Alice works on my skin
We got Screaming Cs tattooed on our hips. I'd been hemming and hawing about it for a while. I'm aware that my tattoos further position me as a marginal person in many people's eyes. I've been reading news stories lately by tattoo haters about how getting tattooed is akin to self-harm. Nice girls don't get tattooed. This is precisely the reason why I went ahead: I'm not and don't want to be a nice girl.

We didn't pretty-up the artwork, we used the original drawings as source material and our tattooist, Alice at Divine Canvas, was faithful to it. It looks like someone has taken a biro and scratched it onto us, which is not so far from what actually happened. The blood droplets are red.

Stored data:
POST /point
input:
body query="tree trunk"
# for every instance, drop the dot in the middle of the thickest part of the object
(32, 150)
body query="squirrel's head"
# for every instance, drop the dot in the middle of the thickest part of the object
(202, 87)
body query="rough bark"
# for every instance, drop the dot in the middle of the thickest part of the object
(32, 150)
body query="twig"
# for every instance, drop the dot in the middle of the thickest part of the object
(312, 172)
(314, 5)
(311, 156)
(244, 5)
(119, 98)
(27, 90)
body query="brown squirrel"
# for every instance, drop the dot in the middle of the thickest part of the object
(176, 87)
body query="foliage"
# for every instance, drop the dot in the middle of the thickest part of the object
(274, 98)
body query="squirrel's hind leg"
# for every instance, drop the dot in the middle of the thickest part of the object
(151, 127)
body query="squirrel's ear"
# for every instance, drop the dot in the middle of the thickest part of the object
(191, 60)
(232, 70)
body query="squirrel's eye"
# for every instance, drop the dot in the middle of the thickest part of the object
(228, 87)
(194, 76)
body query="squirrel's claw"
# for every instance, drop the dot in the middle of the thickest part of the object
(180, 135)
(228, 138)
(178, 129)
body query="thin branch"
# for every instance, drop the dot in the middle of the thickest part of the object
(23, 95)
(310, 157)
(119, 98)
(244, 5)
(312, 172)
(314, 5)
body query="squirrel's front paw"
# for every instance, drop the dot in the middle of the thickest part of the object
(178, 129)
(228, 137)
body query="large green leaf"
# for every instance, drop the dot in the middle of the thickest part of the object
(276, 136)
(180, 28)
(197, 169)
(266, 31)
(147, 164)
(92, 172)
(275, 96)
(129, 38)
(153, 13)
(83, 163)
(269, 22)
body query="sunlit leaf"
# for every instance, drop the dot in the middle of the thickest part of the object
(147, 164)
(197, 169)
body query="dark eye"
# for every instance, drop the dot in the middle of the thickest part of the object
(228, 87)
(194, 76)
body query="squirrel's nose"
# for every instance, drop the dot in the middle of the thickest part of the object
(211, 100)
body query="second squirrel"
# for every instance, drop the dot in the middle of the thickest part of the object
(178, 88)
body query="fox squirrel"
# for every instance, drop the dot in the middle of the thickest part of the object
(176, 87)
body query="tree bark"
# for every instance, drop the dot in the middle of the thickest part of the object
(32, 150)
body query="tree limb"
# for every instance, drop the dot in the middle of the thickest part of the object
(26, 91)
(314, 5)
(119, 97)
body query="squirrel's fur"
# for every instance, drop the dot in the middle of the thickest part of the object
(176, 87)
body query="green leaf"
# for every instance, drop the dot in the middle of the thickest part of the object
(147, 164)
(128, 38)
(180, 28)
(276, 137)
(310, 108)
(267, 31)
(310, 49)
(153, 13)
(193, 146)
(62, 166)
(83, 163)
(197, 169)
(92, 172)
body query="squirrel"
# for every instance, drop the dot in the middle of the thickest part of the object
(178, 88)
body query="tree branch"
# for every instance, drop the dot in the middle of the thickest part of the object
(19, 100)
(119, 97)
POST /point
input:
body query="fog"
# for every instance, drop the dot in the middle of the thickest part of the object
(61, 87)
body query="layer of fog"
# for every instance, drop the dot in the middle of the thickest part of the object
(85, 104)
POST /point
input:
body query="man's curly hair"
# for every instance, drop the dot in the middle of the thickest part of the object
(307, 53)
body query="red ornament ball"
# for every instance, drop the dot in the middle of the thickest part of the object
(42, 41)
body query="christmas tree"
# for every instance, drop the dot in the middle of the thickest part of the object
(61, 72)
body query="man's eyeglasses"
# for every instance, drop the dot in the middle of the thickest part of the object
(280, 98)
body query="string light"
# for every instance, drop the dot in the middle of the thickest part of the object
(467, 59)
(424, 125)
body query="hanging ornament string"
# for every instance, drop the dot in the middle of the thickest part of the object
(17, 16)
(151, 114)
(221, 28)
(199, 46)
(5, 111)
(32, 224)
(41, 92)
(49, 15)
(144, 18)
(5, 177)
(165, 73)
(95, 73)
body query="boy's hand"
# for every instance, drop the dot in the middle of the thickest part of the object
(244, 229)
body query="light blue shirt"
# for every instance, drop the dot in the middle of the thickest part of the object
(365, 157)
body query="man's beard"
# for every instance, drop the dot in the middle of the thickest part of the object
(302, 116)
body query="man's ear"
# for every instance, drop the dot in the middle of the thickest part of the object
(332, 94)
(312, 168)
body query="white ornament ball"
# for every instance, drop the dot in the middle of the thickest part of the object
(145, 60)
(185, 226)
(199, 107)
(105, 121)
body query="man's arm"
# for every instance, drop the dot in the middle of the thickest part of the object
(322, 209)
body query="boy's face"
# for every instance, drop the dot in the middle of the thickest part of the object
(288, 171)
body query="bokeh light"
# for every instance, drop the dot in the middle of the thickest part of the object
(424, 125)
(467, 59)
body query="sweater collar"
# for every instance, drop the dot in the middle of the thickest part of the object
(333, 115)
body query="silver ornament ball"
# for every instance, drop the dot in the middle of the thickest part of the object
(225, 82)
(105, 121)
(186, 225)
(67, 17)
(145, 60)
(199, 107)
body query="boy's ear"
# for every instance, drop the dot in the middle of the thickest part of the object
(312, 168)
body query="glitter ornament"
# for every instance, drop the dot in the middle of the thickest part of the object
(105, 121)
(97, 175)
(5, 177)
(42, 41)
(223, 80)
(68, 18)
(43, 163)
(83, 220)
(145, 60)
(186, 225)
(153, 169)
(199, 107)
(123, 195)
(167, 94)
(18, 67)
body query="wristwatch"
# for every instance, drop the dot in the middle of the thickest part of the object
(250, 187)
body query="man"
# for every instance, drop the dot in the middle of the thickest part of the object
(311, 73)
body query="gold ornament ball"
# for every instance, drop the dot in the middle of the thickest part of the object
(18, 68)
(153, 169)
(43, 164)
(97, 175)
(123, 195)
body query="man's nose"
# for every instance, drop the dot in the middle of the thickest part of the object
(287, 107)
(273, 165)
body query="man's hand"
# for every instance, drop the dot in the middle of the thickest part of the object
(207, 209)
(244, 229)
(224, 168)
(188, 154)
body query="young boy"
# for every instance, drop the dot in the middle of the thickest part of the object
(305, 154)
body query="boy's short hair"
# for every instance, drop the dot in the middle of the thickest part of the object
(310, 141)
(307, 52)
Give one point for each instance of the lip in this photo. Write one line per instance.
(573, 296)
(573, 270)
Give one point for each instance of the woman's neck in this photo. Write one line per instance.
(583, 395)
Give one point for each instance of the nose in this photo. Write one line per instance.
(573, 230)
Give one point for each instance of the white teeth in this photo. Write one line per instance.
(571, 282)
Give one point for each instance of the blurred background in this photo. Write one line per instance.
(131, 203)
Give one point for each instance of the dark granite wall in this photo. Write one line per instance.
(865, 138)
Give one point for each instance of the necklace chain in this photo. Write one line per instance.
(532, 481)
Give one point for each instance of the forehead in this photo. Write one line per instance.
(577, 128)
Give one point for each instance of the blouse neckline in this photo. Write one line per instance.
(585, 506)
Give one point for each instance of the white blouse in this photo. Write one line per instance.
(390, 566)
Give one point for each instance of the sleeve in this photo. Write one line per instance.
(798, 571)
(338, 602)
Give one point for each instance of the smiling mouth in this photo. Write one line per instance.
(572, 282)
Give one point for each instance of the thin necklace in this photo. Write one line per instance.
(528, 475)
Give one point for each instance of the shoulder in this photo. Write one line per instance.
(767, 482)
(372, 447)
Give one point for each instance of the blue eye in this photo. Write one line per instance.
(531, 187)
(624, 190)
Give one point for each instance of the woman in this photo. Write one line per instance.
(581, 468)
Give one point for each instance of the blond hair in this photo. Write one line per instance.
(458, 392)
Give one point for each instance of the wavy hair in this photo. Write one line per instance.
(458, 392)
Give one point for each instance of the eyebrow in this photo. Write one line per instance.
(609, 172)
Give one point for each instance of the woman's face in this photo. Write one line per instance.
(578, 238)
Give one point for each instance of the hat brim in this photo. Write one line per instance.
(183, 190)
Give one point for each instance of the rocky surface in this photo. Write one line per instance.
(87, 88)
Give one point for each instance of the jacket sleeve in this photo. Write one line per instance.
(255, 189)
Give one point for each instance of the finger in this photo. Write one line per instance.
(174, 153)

**Task instructions:**
a - Rewrite the paragraph of the tattoo post that begins "We didn't pretty-up the artwork" as a short bulleted list, keeping its main facts.
b - According to the tattoo post, where does the tattooist Alice work?

**Numbered responses:**
a -
- The artwork was not prettied up; the original drawings served as source material.
- The tattooist, Alice at Divine Canvas, stayed faithful to those drawings.
- The result looks as if someone scratched it on with a biro, which is close to what happened.
- The blood droplets are red.

b - Divine Canvas.